[Data entries]
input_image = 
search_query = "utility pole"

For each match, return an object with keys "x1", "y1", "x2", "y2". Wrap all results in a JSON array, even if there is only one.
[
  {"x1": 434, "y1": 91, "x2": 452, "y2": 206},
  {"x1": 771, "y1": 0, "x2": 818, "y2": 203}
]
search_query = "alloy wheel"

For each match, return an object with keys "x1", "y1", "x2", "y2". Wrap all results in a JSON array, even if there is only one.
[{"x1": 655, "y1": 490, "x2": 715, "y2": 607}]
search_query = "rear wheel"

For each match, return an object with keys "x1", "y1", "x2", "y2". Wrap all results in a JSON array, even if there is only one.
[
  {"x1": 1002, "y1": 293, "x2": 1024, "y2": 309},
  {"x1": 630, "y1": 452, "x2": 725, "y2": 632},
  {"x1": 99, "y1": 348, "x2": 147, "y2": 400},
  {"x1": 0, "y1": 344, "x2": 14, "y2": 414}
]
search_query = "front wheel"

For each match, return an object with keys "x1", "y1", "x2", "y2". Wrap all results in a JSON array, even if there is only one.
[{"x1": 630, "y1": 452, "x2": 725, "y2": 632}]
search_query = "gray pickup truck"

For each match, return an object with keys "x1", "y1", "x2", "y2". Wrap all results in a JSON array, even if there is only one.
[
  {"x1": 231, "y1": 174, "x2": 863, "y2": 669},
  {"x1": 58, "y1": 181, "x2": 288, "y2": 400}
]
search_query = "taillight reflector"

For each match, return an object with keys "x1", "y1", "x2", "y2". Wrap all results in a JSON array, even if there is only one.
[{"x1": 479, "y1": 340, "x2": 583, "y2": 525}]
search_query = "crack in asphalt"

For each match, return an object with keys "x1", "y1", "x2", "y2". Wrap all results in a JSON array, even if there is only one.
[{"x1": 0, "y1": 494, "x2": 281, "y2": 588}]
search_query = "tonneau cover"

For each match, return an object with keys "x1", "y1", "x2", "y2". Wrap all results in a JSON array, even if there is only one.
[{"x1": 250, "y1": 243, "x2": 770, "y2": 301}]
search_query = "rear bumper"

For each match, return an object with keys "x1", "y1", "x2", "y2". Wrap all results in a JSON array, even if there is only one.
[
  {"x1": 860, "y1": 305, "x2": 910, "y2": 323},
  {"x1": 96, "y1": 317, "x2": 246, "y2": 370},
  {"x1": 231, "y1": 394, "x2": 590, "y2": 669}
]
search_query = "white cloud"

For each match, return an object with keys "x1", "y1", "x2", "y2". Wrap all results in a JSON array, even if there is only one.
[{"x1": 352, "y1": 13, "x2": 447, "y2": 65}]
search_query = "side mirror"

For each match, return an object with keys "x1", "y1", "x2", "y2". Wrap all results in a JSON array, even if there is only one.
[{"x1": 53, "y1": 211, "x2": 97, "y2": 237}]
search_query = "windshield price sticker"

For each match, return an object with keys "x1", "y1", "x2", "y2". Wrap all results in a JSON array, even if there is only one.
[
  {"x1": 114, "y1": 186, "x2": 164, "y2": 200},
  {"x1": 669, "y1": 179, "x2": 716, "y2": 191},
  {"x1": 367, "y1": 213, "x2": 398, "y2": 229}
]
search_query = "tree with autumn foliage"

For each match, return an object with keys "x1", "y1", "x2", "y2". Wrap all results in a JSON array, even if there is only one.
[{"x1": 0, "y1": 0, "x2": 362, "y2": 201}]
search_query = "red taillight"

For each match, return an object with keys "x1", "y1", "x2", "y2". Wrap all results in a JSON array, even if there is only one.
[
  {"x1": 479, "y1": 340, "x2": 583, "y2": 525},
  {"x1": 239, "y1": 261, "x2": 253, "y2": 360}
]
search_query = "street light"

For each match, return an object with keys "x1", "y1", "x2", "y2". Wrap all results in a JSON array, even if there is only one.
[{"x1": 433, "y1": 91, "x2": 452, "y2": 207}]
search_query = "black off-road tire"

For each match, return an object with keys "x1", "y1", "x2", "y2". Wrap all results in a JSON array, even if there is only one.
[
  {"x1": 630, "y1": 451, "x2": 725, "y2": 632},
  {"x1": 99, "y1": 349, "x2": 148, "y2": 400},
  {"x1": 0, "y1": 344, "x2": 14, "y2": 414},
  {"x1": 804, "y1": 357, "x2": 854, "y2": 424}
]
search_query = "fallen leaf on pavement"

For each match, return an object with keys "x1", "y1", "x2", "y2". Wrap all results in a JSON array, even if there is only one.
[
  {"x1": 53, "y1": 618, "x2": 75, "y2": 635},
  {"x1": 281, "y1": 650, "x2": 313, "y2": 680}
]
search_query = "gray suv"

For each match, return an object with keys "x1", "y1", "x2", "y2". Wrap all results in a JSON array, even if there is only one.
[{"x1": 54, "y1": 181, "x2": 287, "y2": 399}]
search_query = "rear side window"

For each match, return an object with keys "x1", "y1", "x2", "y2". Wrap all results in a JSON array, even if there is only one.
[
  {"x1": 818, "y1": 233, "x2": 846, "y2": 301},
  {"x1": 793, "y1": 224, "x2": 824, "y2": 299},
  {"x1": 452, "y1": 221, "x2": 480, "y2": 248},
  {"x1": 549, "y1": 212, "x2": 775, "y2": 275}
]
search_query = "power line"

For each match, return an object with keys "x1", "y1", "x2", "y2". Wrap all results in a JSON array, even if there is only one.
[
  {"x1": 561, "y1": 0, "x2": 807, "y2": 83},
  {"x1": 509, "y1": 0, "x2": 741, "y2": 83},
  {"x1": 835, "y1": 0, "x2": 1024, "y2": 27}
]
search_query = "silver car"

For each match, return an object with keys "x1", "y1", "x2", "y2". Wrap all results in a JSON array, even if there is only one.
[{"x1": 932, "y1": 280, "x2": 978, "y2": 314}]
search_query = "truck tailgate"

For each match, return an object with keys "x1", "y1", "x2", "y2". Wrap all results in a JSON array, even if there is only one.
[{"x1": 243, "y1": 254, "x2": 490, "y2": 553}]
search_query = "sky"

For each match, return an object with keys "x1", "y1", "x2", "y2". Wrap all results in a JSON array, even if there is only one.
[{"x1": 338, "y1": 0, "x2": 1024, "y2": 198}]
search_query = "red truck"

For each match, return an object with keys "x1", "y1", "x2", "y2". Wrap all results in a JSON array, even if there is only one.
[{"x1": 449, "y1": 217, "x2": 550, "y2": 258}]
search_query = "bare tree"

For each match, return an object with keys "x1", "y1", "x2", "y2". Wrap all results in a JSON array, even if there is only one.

**WRITTEN EXERCISE**
Reproduce the whole listing word for word.

**EXPECTED OUTPUT**
input_image = 
search_query = "utility pole"

For each match, return an object with keys "x1", "y1", "x2", "y2". Wrap all results in a JSON array, even if there is only one.
[
  {"x1": 434, "y1": 91, "x2": 452, "y2": 206},
  {"x1": 771, "y1": 0, "x2": 818, "y2": 203}
]
search_query = "alloy wheel"

For each match, return an object with keys "x1", "y1", "x2", "y2". Wrap all results in a JSON array, even if there is only one.
[{"x1": 655, "y1": 490, "x2": 715, "y2": 607}]
search_query = "rear wheel"

For each match, return an object with keys "x1", "y1", "x2", "y2". Wrap all results in a JSON array, even if there is only one.
[
  {"x1": 1002, "y1": 293, "x2": 1024, "y2": 309},
  {"x1": 630, "y1": 452, "x2": 725, "y2": 632},
  {"x1": 99, "y1": 348, "x2": 147, "y2": 400},
  {"x1": 0, "y1": 344, "x2": 14, "y2": 414}
]
search_query = "front wheel"

For each match, return an object with keys "x1", "y1", "x2", "y2". Wrap all results in a JSON array, even if there is only one.
[{"x1": 630, "y1": 452, "x2": 725, "y2": 632}]
search_query = "gray pickup truck"

For each match, return an object with keys "x1", "y1", "x2", "y2". Wrap all results in a JSON array, even if there is only one.
[
  {"x1": 231, "y1": 174, "x2": 863, "y2": 669},
  {"x1": 58, "y1": 181, "x2": 288, "y2": 400}
]
search_query = "taillight reflector"

For each match, return an object with keys "x1", "y1", "x2", "y2". Wrap all results in a JSON array, even if there is only one.
[{"x1": 479, "y1": 340, "x2": 583, "y2": 525}]
search_query = "crack in asphalt"

For each match, return an object with keys "x1", "y1", "x2", "y2". Wrap all results in a JSON array, even if there is only one.
[{"x1": 0, "y1": 494, "x2": 281, "y2": 588}]
search_query = "tonneau cover"

For each match, return an object with keys "x1", "y1", "x2", "y2". Wrap all results in a JSON array, even if there is only one.
[{"x1": 250, "y1": 243, "x2": 770, "y2": 301}]
search_query = "rear bumper"

For each match, return an object with keys "x1", "y1", "x2", "y2". Wrap all results in a JSON array, even if there is only one.
[
  {"x1": 860, "y1": 305, "x2": 910, "y2": 323},
  {"x1": 96, "y1": 317, "x2": 246, "y2": 370},
  {"x1": 231, "y1": 394, "x2": 590, "y2": 669}
]
search_query = "white cloud"

For each match, return an object with keys "x1", "y1", "x2", "y2". Wrap all results in a JSON array, even if there is only one.
[{"x1": 352, "y1": 13, "x2": 447, "y2": 65}]
search_query = "side mirror"

For each match, return an object with keys "x1", "y1", "x2", "y2". Wrap all results in a JSON array, even if there is only one.
[{"x1": 53, "y1": 211, "x2": 97, "y2": 237}]
search_query = "windshield price sticker"

For each match, return an object with keys "x1", "y1", "x2", "y2". Wrap all results in a JSON array, even if there is only one.
[
  {"x1": 114, "y1": 186, "x2": 164, "y2": 200},
  {"x1": 669, "y1": 179, "x2": 716, "y2": 191},
  {"x1": 367, "y1": 213, "x2": 398, "y2": 229}
]
search_query = "tree with autumn foliage"

For each match, return an object with keys "x1", "y1", "x2", "y2". Wrap all results in a JSON array, even if there is only one.
[{"x1": 0, "y1": 0, "x2": 362, "y2": 201}]
search_query = "red taillight"

For each match, return an object with keys "x1", "y1", "x2", "y2". Wrap all results in a JSON array, even if there is only one.
[
  {"x1": 479, "y1": 340, "x2": 583, "y2": 525},
  {"x1": 239, "y1": 261, "x2": 253, "y2": 360}
]
search_query = "street light"

For each match, return an object with keys "x1", "y1", "x2", "y2". Wrap all results in a JSON array, even if there is only one.
[{"x1": 433, "y1": 91, "x2": 452, "y2": 207}]
search_query = "black off-road tire"

For each match, return an object with keys "x1", "y1", "x2", "y2". Wrap all results in a JSON array, even if there is only one.
[
  {"x1": 630, "y1": 451, "x2": 725, "y2": 632},
  {"x1": 99, "y1": 349, "x2": 148, "y2": 400},
  {"x1": 0, "y1": 344, "x2": 14, "y2": 414},
  {"x1": 804, "y1": 357, "x2": 854, "y2": 424}
]
search_query = "fallen leaf on pavement"

For each match, return an object with keys "x1", "y1", "x2", "y2". Wrap all results in a JSON array, even if there is only one.
[
  {"x1": 53, "y1": 618, "x2": 75, "y2": 635},
  {"x1": 281, "y1": 650, "x2": 313, "y2": 680}
]
search_query = "gray suv"

For each match, return an object with keys "x1", "y1", "x2", "y2". Wrap all results in a JSON array, even if there is only one.
[{"x1": 54, "y1": 181, "x2": 287, "y2": 399}]
search_query = "rear side window"

For each match, return an object with keys "x1", "y1", "x2", "y2". Wrap all results in a JSON array, even if there is only one.
[
  {"x1": 818, "y1": 233, "x2": 846, "y2": 301},
  {"x1": 793, "y1": 224, "x2": 824, "y2": 299},
  {"x1": 452, "y1": 221, "x2": 480, "y2": 248},
  {"x1": 549, "y1": 212, "x2": 775, "y2": 275}
]
search_query = "power line"

For each match, return an object with keys "x1", "y1", "x2", "y2". Wrap all results in a JSON array, even if there is only one.
[
  {"x1": 561, "y1": 0, "x2": 807, "y2": 83},
  {"x1": 509, "y1": 0, "x2": 741, "y2": 83},
  {"x1": 835, "y1": 0, "x2": 1024, "y2": 27}
]
search_query = "silver car"

For each match, return an object with keys "x1", "y1", "x2", "y2". Wrap all results in a JSON array, even if there is only one.
[{"x1": 932, "y1": 280, "x2": 978, "y2": 314}]
search_query = "truck tailgate"

For each match, return an object with keys "x1", "y1", "x2", "y2". Wrap all results in a JSON array, even if there is only one.
[{"x1": 243, "y1": 254, "x2": 490, "y2": 553}]
search_query = "sky"

For each match, return an object with keys "x1", "y1", "x2", "y2". Wrap all results in a JSON array, even if there is only one.
[{"x1": 338, "y1": 0, "x2": 1024, "y2": 198}]
search_query = "red truck"

For each match, return an object with keys "x1", "y1", "x2", "y2". Wrap all results in a JSON array, even if there is only one.
[{"x1": 449, "y1": 217, "x2": 550, "y2": 258}]
search_query = "bare tree"

For each match, return an object with keys "x1", "y1", "x2", "y2". Wrap all results in a JSON array, even if there is only one.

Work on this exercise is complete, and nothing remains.